◆ Requirement 1 ◆
Filter the records below down to the lines containing the string "model", matching case exactly. Copy each such line.

- - -

# Spot/flare/dirt in the viewfinder?!?



## DaveSpruce (Oct 14, 2008)

Hi guys.

Just noticed the other day that when I look in my viewfinder, especially against a monotone background like a blue sky or something, there's a dot right in the center of the viewfinder, almost looks like dirt/lens flare or something else. At first I thought it was something on the lens and cleanerd it, changed to another lens. Then I thought it was in the body somehow but had a look at the photos and there's nothing in the shots, which leads me to belive it's in/on the viewfinder somewhere?!?

Anyone know anything about this and how to get rid of it? Like I said it doesn't turn up in photos but it's still hell annoying to have in your field of vision all the time.

Btw, here's a couple of my shots as I just signed up for this forum I thought I'd give you a couple of samples. I mostly do sports photography, but also party and people shots. Currently based in Perth, Australia. Enjoy.

/Dave

http://photo.davespruce.se/munich
http://photo.davespruce.se/woodies
http://photo.davespruce.se/niche/

PS. Couldn't figure out how to attach photos in my post so you need to follow the links if you want to have a look D.S


----------



## MelodySoul (Oct 15, 2008)

- - -

◆ Requirement 2 ◆
In the forum thread above, switch "viewfinder" to "eyepiece" and write out the passage starting with "# Spot/flare/dirt in" and going on through "the viewfinder somewhere?!?".

[Items from a dataset]
- - -

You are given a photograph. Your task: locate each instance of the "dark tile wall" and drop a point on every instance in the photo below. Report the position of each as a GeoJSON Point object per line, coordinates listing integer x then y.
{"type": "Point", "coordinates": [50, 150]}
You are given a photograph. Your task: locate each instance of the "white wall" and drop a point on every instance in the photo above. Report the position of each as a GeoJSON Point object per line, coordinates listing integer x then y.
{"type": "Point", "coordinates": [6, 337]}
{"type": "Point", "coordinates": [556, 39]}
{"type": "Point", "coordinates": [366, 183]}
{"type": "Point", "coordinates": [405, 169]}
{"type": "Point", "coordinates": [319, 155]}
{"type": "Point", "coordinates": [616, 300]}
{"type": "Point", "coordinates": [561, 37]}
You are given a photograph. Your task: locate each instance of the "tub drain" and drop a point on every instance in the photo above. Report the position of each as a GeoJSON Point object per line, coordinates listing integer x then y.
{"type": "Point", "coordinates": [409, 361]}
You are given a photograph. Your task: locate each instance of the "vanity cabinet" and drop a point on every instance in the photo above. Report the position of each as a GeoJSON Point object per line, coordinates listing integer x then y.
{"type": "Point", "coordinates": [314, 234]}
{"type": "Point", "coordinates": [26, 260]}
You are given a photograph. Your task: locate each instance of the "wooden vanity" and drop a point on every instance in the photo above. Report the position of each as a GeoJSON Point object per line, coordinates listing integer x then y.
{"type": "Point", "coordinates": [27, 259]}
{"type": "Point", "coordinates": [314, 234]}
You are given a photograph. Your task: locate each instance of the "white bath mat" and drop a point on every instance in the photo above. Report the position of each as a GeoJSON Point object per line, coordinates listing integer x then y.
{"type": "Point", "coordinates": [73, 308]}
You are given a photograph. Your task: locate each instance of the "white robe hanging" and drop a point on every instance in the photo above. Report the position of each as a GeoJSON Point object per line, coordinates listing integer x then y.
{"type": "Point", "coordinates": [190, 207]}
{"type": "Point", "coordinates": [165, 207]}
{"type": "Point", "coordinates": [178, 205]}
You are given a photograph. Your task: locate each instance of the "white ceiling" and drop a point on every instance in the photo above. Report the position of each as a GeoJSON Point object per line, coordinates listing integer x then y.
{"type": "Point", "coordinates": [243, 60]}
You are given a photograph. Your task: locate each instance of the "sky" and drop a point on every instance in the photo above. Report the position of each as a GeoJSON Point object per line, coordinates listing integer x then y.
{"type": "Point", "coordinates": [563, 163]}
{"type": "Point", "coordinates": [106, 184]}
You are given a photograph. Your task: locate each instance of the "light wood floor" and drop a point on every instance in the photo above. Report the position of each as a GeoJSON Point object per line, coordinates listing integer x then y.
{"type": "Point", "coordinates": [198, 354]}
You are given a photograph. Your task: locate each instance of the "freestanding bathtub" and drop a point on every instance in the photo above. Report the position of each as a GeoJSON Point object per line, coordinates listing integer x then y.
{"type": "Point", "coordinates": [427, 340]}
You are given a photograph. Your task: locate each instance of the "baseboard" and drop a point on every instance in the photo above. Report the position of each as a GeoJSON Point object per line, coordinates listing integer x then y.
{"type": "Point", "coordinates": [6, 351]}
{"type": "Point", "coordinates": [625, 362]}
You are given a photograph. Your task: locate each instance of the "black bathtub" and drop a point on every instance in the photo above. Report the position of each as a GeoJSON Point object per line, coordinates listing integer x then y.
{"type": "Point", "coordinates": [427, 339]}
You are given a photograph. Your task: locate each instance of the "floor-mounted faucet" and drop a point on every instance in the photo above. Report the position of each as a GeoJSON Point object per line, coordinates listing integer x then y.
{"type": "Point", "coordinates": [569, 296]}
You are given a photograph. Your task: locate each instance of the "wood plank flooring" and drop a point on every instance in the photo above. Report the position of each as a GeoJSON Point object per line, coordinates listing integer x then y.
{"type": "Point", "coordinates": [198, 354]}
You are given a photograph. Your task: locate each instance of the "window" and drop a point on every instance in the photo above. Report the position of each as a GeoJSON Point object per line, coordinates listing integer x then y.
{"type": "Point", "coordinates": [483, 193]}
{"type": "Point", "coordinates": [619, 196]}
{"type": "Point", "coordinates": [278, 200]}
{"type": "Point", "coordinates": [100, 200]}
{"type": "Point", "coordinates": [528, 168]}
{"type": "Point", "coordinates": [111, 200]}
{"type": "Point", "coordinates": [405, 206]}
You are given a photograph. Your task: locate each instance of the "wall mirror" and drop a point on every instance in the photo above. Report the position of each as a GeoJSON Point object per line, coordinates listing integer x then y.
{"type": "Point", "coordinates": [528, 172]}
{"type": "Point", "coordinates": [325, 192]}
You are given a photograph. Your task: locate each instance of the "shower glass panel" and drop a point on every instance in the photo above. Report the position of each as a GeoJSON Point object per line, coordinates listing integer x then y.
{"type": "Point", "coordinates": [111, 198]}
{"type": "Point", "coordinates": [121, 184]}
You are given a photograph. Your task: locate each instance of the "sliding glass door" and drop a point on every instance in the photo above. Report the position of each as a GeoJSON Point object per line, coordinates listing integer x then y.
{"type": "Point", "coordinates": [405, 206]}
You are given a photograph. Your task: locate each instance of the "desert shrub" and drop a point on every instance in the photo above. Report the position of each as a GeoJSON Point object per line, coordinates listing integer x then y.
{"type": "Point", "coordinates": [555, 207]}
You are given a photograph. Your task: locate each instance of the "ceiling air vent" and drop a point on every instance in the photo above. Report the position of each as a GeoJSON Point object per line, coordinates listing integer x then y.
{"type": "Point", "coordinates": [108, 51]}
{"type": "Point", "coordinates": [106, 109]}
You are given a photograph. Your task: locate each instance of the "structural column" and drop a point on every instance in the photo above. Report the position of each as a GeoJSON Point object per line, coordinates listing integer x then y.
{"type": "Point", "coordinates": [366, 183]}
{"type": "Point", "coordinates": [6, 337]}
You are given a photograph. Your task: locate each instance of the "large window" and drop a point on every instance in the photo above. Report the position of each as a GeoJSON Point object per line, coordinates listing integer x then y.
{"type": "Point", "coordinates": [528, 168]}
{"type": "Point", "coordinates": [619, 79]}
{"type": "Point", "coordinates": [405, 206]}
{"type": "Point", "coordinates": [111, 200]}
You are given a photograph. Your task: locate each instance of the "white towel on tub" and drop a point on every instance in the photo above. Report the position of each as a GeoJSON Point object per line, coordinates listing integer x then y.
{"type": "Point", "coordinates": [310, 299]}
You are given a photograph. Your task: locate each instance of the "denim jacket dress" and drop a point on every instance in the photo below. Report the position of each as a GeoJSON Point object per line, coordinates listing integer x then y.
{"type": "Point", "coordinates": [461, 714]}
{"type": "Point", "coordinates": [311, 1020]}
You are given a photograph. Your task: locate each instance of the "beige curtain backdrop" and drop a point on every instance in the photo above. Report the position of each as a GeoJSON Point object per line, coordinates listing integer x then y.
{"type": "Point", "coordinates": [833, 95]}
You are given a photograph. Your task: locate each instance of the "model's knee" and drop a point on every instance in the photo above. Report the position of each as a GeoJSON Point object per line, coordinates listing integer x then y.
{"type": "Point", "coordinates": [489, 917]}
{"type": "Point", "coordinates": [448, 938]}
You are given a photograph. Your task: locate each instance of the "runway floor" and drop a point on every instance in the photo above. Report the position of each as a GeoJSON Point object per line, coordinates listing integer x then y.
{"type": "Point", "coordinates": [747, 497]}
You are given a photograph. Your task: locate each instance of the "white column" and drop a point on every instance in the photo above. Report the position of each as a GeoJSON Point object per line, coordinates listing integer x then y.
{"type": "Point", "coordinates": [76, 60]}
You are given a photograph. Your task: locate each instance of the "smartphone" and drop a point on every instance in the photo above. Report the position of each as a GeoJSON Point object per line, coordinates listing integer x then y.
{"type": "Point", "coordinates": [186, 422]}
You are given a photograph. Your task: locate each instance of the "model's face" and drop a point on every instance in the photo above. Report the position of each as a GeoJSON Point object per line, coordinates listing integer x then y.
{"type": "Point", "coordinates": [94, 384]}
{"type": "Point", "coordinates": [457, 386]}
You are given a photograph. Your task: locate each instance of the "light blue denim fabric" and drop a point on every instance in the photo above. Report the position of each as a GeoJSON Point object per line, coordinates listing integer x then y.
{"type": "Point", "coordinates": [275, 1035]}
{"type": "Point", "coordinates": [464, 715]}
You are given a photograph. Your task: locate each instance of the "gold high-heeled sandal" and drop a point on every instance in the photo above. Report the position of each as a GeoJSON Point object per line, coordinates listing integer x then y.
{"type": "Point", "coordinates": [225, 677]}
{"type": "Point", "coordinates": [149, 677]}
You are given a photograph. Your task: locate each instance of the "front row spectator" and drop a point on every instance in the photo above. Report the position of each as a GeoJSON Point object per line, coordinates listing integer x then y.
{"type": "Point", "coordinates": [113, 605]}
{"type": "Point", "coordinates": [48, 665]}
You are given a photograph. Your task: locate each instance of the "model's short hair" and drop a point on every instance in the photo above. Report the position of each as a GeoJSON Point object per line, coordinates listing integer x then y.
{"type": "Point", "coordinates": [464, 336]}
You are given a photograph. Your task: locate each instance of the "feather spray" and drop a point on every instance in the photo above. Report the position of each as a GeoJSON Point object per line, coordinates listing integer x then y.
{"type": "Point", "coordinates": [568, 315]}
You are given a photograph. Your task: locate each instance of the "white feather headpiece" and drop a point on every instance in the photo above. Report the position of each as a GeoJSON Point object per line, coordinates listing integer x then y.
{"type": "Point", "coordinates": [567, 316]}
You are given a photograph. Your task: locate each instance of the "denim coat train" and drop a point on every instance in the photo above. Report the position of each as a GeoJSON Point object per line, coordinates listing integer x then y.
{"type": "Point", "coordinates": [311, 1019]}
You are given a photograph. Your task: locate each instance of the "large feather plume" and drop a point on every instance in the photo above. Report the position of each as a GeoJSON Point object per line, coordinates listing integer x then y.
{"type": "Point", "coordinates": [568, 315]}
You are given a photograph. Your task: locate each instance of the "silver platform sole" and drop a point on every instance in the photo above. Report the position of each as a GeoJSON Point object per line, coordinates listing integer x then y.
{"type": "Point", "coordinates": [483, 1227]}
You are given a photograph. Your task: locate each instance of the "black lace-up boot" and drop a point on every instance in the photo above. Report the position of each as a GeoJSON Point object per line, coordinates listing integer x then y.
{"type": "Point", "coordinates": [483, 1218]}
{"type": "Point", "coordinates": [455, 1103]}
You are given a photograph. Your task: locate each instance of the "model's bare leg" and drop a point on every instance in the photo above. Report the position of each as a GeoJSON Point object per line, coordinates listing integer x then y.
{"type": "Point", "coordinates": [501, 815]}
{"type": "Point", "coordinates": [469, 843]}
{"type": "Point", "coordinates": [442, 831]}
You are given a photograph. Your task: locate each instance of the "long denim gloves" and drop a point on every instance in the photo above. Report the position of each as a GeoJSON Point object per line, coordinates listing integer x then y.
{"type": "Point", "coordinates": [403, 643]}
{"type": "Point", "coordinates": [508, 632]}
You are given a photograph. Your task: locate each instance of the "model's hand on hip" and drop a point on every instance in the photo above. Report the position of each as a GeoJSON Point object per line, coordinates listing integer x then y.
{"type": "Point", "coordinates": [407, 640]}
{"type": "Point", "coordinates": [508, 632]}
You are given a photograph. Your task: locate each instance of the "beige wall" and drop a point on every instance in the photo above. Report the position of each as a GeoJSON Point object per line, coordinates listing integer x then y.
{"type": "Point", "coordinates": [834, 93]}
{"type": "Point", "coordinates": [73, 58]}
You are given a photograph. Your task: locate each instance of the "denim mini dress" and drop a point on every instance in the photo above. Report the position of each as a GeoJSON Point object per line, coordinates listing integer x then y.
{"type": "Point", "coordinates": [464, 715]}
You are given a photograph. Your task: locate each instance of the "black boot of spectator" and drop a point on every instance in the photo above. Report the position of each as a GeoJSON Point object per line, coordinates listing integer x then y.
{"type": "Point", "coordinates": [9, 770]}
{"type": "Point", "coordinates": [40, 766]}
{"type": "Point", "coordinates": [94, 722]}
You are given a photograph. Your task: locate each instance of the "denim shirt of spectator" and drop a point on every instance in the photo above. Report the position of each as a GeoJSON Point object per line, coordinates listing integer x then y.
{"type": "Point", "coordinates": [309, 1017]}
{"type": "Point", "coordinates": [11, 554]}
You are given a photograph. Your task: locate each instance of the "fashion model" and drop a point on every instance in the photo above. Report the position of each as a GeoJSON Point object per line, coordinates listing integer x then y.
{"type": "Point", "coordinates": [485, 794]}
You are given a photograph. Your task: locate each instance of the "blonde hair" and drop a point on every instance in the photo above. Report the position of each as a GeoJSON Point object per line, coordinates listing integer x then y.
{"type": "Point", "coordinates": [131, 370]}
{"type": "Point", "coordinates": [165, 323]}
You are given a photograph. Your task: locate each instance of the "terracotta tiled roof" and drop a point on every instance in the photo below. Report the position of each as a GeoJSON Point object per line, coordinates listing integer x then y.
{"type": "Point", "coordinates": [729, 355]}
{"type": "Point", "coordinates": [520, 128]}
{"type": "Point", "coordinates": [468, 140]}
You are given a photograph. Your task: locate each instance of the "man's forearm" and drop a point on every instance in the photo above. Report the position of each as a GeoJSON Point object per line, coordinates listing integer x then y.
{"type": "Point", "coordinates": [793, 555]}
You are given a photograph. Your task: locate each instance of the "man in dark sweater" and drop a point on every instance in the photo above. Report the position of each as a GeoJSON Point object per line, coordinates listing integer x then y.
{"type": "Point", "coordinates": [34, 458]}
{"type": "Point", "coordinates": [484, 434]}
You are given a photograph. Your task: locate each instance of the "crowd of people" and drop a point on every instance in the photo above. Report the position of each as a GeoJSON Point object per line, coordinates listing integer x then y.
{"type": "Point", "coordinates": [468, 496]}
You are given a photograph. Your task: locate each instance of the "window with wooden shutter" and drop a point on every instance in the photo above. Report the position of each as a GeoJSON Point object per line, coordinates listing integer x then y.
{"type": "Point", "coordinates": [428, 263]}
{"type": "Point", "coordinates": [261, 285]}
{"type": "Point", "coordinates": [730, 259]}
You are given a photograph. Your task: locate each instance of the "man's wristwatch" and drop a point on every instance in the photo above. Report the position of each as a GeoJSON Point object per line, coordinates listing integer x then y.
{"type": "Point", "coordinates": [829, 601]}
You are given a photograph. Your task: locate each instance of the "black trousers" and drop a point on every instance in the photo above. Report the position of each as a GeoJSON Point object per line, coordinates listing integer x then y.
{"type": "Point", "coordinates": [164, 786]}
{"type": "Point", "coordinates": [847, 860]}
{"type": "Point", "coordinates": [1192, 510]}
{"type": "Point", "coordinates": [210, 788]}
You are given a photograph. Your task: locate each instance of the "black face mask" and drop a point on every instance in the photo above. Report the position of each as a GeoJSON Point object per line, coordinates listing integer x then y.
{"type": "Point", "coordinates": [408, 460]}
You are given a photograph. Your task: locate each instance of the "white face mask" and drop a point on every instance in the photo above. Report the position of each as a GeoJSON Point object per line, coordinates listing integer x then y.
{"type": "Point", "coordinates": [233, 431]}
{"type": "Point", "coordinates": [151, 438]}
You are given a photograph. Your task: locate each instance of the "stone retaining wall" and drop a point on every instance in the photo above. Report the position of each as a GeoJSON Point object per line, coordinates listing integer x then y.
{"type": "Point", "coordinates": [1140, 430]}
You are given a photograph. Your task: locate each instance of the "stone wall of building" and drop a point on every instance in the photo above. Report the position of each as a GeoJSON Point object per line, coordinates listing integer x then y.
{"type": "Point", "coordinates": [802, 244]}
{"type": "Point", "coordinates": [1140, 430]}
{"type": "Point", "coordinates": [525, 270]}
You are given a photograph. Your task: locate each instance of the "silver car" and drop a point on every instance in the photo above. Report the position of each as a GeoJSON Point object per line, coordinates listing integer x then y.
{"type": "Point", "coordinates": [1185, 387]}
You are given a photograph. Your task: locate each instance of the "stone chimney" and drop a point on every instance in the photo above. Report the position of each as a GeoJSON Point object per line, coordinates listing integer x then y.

- - -

◆ Solution 1 ◆
You are given a photograph. Your task: locate each instance of the "model's knee" and drop a point on every instance in the photo above. Report the position of each as a GeoJSON Point object per line, coordinates listing integer x then y.
You are given a photograph. Your task: locate each instance of the "model's face" and drop a point on every instance in the photo above. Report the position of each as a GeoJSON Point object per line, coordinates listing integer x then y.
You are given a photograph. Your task: locate each instance of the "model's short hair" and drop a point on every instance in the photo above. Report the position of each as a GeoJSON Point object per line, coordinates listing integer x then y.
You are given a photograph. Your task: locate each instance of the "model's bare leg" and drop a point on every instance in the photo above. Report the position of each as a GeoJSON Point object per line, coordinates listing integer x then y.
You are given a photograph. Your task: locate each instance of the "model's hand on hip" and drop a point on every instance in the photo above. Report the position of each as a GeoJSON Point object per line, coordinates listing integer x then y.
You are given a photograph. Your task: locate each instance of the "fashion model" and drop a point on every instance in the photo above. Report the position of each as a GeoJSON Point object per line, coordinates listing integer x then y.

◆ Solution 2 ◆
# Spot/flare/dirt in the eyepiece?!?



## DaveSpruce (Oct 14, 2008)

Hi guys.

Just noticed the other day that when I look in my eyepiece, especially against a monotone background like a blue sky or something, there's a dot right in the center of the eyepiece, almost looks like dirt/lens flare or something else. At first I thought it was something on the lens and cleanerd it, changed to another lens. Then I thought it was in the body somehow but had a look at the photos and there's nothing in the shots, which leads me to belive it's in/on the eyepiece somewhere?!?